=== Kutipan Teks ===

“When
anyone tells me, that he saw a dead man restored to life, I immediately
consider with myself, whether it be more probable, that this person should
either deceive or be deceived, or that the fact, which he relates, should have
really happened”
Perkataan David Hume yang terkenal ini
mewakili pemikiran manusia yang menolak adanya kebangkitan. Apakah ada
bukti-bukti mengenai kebangkitan Yesus yang dipercaya oleh banyak pakar?
Gary
Habermas dan Licona menuliskan bukti kebangkitan Yesus dengan “pendekatan fakta
minimal” (minimal facts approach).
Pendekatan ini mempergunakan fakta yang didukung oleh banyak bahan bukti.
Kemudian fakta yang ada itu diterima oleh hampir setiap pakar. Kelebihan
pendekatan ini adalah menghindari banyak perdebatan soal pengilhaman Alkitab.
Kerap kali keberatan beralih kepada “Alkitab yang mengandung banyak
kekeliruan”. Melalui pendekatan ini, hanya diberikan fakta-fakta yang diterima
oleh banyak pakar, bahkan yang skeptic sekalipun. Licona meringkas 12 fakta
diatas menjadi 5 fakta, yaitu: Pertama,
Yesus mati disalib. Kedua, Para murid
Yesus percaya bahwa Ia bangkit dan menampakkan diri-Nya kepada mereka. Ketiga, Paulus penganiaya gereja
diubahkan tiba-tiba. Keempat, Yakobus
saudara Yesus yang skeptik tiba-tiba diubahkan. Kelima, Makam itu kosong (2).

===

• _Daftar Tugas_:
A – Menurut kutipan teks, apa fakta kelima dalam ringkasan Licona?
B – Tuliskan sebagai daftar bernomor baris-baris entri, mulai dari baris yang memuat "the black punching" hingga baris terakhir entri, tanpa menyertakan baris kosong.

=== Data yang Diberikan ===

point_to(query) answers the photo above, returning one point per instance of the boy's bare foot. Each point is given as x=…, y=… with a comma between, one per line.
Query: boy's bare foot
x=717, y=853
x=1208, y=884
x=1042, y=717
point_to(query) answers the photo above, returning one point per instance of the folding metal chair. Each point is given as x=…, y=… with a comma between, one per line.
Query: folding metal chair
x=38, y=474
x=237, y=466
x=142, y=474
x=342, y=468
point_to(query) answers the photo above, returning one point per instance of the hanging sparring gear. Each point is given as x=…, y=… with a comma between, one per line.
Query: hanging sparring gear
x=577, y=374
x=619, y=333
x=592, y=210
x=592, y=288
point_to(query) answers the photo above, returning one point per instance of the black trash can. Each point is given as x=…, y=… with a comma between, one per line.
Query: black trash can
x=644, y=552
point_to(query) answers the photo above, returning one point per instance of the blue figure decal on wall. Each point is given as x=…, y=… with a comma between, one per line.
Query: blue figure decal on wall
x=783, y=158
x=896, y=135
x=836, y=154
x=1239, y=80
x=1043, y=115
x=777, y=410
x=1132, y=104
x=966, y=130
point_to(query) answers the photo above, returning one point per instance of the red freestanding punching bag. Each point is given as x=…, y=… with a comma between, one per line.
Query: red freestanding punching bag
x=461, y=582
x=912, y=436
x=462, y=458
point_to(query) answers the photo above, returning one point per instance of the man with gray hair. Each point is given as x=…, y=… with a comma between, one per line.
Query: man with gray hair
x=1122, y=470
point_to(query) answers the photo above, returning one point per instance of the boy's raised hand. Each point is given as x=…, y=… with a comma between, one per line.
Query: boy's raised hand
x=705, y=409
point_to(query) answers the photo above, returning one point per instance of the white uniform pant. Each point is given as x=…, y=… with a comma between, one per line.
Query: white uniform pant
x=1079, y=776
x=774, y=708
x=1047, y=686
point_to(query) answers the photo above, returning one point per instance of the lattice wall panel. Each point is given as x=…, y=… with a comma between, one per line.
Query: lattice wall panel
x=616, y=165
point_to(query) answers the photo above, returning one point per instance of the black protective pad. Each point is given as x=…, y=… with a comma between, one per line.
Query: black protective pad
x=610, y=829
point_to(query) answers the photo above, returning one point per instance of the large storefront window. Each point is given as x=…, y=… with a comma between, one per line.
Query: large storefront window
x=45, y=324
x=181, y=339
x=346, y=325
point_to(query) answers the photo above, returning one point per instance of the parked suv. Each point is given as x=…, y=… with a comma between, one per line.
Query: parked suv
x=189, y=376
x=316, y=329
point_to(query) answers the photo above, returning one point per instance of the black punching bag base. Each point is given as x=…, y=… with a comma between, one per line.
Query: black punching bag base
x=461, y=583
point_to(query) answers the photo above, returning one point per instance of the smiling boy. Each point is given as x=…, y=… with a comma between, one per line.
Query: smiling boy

===

• _Jawaban_:
A – Makam itu kosong.

B –
1. point_to(query) answers the photo above, returning one point per instance of the black punching bag base. Each point is given as x=…, y=… with a comma between, one per line.
2. Query: black punching bag base
3. x=461, y=583
4. point_to(query) answers the photo above, returning one point per instance of the smiling boy. Each point is given as x=…, y=… with a comma between, one per line.
5. Query: smiling boy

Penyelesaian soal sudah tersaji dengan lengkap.